Each line below from the one containing "positive clicks: (147, 56) (159, 44)" through the one containing "21L169 19L145 36L139" is to be given again exactly, and no line outside that span.

[Stored data entries]
=-=-=-=-=
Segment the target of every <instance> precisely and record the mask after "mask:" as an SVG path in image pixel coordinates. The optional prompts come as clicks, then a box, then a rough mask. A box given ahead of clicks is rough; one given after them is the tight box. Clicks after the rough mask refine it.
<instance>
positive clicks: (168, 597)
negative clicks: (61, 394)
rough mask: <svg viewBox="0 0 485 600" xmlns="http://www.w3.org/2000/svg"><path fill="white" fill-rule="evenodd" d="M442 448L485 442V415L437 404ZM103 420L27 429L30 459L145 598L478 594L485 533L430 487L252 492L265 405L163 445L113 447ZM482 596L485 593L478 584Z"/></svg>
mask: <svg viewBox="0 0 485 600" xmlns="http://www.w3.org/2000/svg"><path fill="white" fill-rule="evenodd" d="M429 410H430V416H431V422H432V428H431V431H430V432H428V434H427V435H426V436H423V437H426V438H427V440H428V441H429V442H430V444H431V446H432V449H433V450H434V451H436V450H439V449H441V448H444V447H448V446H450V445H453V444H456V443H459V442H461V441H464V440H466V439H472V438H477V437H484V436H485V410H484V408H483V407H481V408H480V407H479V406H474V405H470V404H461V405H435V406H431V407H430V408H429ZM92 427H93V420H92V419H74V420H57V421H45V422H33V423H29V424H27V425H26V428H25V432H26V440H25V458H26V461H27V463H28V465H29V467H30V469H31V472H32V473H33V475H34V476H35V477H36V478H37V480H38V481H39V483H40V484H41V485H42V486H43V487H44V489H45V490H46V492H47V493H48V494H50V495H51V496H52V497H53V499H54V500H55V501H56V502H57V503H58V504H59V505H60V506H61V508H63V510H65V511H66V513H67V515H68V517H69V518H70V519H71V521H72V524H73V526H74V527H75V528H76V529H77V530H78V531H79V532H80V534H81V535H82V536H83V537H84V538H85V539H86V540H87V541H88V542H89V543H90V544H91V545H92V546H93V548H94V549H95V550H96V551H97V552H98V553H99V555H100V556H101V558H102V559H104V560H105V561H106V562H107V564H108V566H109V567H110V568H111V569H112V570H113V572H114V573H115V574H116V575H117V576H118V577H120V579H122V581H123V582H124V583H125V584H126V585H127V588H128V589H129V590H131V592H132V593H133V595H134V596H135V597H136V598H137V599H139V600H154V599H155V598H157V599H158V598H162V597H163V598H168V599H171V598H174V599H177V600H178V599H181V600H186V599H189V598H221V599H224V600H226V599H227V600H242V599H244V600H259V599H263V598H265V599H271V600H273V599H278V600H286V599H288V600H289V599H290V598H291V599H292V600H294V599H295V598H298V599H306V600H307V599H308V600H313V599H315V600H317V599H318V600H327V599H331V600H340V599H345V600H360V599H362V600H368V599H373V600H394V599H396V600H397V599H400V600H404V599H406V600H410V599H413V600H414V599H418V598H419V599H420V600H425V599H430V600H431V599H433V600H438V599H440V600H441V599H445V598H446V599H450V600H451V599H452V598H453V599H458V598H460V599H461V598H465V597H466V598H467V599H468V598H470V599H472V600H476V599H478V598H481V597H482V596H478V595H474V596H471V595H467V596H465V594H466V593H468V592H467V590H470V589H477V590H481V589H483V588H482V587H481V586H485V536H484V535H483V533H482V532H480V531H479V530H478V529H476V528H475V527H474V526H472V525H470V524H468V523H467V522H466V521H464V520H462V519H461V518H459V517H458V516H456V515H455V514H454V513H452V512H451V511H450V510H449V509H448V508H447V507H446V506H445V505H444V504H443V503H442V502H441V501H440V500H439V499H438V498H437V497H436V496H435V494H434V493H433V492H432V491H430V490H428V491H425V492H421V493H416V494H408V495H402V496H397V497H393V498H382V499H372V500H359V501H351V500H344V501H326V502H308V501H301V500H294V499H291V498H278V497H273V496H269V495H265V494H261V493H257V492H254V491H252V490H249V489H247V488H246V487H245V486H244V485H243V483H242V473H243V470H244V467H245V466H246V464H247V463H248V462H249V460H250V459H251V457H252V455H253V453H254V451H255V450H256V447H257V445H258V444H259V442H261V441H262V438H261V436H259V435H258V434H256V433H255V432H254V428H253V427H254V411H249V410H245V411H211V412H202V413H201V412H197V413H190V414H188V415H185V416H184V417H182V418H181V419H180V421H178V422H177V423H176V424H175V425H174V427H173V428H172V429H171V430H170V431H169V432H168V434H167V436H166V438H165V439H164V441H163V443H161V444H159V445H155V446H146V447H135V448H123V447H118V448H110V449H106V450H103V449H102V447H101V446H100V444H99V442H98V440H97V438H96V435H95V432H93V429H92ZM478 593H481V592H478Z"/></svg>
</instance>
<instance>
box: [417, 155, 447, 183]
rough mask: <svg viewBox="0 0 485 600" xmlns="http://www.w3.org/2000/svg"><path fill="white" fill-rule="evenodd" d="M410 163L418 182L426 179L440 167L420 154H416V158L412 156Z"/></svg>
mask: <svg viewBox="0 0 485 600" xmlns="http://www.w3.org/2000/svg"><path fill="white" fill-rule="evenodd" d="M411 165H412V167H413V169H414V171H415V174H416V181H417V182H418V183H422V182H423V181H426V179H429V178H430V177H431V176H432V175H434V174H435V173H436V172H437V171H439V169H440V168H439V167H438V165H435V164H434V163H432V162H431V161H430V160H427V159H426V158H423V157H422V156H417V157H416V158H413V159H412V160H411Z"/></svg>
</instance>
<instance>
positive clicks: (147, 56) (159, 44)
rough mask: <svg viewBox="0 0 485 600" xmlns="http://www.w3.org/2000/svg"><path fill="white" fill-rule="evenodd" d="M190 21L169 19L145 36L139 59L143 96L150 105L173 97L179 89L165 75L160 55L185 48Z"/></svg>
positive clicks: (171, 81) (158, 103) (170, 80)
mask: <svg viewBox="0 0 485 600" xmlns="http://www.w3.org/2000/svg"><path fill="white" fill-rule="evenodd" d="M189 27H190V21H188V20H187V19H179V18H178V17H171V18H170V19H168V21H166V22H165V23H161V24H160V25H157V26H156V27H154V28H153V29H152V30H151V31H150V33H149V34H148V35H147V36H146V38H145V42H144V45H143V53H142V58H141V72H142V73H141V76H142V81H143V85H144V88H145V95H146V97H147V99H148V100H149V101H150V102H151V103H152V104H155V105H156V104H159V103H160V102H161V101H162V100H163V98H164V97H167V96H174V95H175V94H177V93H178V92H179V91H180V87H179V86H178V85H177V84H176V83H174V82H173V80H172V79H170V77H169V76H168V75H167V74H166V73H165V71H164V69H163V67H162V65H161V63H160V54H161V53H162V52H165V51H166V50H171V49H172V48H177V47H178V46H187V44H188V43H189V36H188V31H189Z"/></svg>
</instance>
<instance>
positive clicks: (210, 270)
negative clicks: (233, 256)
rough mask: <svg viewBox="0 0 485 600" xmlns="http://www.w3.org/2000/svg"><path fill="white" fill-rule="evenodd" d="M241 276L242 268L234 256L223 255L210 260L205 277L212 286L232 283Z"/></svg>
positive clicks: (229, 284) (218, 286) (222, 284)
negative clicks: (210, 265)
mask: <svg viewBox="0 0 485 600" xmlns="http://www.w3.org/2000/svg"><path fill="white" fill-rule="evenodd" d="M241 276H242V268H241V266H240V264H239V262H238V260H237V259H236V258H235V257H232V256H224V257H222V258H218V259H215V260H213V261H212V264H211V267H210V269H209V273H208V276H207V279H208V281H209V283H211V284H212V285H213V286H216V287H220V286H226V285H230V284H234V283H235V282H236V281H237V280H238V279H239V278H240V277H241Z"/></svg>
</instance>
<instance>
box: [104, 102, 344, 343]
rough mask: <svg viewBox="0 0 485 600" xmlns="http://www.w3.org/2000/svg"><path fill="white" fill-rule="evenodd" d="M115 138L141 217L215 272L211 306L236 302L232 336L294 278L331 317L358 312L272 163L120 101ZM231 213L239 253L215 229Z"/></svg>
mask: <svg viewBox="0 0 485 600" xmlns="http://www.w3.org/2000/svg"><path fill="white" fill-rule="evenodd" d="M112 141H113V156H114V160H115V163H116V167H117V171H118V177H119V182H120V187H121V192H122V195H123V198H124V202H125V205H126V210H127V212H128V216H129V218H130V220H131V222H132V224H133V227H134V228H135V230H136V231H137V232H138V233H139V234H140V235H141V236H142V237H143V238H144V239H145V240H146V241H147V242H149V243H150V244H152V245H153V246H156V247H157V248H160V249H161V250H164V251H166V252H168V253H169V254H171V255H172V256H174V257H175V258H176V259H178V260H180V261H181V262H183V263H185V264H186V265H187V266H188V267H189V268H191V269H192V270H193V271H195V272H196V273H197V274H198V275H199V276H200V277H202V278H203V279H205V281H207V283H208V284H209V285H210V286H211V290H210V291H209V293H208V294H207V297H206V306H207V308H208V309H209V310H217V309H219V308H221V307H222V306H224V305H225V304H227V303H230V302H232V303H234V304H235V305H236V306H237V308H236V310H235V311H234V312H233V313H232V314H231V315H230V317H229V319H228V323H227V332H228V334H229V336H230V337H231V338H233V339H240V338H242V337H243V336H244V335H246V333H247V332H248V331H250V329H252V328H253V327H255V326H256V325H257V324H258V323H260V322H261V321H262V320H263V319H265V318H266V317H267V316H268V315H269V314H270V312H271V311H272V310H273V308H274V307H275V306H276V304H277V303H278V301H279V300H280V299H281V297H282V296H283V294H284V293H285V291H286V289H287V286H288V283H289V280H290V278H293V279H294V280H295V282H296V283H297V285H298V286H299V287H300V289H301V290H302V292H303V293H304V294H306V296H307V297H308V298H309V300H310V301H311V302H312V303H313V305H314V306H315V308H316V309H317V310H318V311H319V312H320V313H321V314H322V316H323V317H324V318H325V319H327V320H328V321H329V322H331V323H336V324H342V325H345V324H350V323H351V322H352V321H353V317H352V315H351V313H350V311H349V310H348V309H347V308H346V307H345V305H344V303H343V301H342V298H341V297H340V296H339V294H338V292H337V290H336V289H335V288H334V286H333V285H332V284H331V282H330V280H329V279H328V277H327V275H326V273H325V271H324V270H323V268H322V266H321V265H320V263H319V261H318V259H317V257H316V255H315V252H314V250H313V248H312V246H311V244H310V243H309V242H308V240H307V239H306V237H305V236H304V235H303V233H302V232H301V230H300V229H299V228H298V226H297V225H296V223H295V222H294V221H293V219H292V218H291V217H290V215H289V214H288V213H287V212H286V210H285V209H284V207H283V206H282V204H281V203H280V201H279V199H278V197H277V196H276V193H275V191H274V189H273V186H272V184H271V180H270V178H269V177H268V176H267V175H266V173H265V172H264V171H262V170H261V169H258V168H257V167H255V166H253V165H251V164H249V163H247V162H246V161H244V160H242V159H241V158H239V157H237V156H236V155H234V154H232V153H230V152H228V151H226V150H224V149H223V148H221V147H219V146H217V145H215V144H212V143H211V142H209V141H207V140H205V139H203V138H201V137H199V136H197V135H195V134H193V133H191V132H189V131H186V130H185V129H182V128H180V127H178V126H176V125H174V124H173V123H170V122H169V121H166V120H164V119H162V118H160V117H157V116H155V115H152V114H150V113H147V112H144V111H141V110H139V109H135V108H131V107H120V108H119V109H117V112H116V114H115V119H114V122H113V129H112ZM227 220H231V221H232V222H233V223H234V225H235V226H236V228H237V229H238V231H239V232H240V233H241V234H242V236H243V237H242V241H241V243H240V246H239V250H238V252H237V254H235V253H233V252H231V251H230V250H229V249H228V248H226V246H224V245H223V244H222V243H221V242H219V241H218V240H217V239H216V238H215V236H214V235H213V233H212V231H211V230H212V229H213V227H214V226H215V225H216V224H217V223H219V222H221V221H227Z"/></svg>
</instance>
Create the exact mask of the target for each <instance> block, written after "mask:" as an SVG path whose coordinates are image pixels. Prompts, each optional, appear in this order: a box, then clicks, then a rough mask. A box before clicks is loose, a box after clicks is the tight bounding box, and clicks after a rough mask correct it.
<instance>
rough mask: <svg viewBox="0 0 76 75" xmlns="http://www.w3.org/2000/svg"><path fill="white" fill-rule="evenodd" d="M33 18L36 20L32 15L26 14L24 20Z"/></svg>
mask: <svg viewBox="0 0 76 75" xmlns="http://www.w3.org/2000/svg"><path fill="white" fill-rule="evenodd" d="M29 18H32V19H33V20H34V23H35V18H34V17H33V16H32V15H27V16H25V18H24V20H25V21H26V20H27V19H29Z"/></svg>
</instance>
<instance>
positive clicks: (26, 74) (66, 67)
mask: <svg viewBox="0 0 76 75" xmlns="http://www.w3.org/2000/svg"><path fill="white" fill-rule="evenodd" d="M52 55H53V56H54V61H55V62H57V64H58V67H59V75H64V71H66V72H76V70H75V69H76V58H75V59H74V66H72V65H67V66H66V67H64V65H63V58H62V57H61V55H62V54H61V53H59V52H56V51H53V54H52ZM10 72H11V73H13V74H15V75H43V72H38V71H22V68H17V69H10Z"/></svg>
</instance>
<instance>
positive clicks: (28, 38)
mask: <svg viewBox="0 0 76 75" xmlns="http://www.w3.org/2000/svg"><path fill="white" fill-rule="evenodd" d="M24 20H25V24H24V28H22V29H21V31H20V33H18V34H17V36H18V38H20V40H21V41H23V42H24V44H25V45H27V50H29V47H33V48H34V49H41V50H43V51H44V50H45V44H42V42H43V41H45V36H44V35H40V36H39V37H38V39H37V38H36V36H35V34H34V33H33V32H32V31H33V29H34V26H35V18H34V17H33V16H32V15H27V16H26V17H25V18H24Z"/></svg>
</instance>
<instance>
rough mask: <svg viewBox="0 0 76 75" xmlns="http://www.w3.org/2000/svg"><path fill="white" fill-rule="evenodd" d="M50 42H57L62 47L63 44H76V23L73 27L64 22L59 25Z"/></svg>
=-=-=-=-=
*Response box*:
positive clicks: (147, 56) (159, 44)
rough mask: <svg viewBox="0 0 485 600" xmlns="http://www.w3.org/2000/svg"><path fill="white" fill-rule="evenodd" d="M190 21L169 19L145 36L139 59L143 96L150 105L173 97L179 89L165 75L160 55L185 48Z"/></svg>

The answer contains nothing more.